------ Ausgewählter Auszug

Christopher Schmidt schreibt in der Süddeutschen Zeitung (20.9.2014), der Abend "dringt nicht bis zum Herzen des Stücks vor, er schaut ihm bloß in die Unterhose." Durch die Schwarzblenden könne sich kein Rhythmus, kein flüssiges Zusammenspiel ergeben. Kušej lasse den Text zeitgemäß schneller und härter spielen. "Aber sein Versuch, die Anatomie einer Ehe klinisch herauszupräparieren, ist ihm nicht geglückt. Für Operationen am offenen Herzen fehlt ihm das nötige Fingerspitzengefühl. Er hat es halt mehr mit dem Gewühl."

------------
------ Verfügbare Daten

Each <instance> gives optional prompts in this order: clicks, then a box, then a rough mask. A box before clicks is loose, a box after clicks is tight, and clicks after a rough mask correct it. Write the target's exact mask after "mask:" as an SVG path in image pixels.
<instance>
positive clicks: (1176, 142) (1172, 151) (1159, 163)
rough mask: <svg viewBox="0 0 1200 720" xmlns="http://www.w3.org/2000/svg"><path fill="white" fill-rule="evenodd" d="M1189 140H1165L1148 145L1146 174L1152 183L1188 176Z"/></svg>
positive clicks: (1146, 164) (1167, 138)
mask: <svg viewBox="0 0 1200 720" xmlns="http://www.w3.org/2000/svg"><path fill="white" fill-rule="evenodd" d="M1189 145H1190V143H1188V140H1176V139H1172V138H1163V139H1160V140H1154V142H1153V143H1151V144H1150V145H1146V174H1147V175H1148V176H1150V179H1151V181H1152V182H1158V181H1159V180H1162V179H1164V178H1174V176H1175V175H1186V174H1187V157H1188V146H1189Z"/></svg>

------------

**Arbeitsanweisung**
Liste sämtliche Eigennamen auf, die im Auszug oben vorkommen. Gib jeden in der dort verwendeten Form an.

**Erwartete Antwort**
- Christopher Schmidt
- Süddeutschen Zeitung
- Kušej